* **TASK**: Copy every line of the data in which the word "each" occurs.

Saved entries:
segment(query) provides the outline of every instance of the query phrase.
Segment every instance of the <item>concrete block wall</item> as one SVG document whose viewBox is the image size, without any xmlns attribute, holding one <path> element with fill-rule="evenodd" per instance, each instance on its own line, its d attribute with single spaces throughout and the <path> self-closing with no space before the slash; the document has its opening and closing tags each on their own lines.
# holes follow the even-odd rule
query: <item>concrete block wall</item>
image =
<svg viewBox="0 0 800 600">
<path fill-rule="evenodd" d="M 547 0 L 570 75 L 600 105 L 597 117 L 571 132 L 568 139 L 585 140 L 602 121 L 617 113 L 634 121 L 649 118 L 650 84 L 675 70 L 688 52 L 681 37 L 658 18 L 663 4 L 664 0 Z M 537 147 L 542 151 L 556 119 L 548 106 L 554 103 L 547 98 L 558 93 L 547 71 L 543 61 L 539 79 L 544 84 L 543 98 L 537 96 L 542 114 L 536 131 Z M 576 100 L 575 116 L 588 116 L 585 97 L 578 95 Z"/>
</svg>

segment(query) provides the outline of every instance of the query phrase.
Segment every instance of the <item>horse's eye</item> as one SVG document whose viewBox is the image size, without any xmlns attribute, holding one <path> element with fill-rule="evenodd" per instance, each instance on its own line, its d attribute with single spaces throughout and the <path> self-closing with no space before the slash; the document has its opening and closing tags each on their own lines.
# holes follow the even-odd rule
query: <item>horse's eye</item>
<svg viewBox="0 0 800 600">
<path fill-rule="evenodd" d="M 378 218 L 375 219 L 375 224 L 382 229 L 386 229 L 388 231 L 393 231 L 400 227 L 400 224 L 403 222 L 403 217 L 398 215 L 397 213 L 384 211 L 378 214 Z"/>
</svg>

* **ANSWER AREA**:
Segment every instance of the <item>concrete block wall</item> as one SVG document whose viewBox is the image size, without any xmlns attribute, holding one <path> element with fill-rule="evenodd" per instance, each instance on its own line, its d attribute with single spaces throughout and the <path> self-closing with no space before the slash; the document has its opening and closing tags each on their own lines.
Segment every instance of the <item>horse's eye</item> as one SVG document whose viewBox is the image size, without any xmlns attribute, holding one <path> element with fill-rule="evenodd" per instance, each instance on its own line, its d attribute with single spaces throughout and the <path> self-closing with no space before the slash; the document has its opening and closing tags each on their own lines.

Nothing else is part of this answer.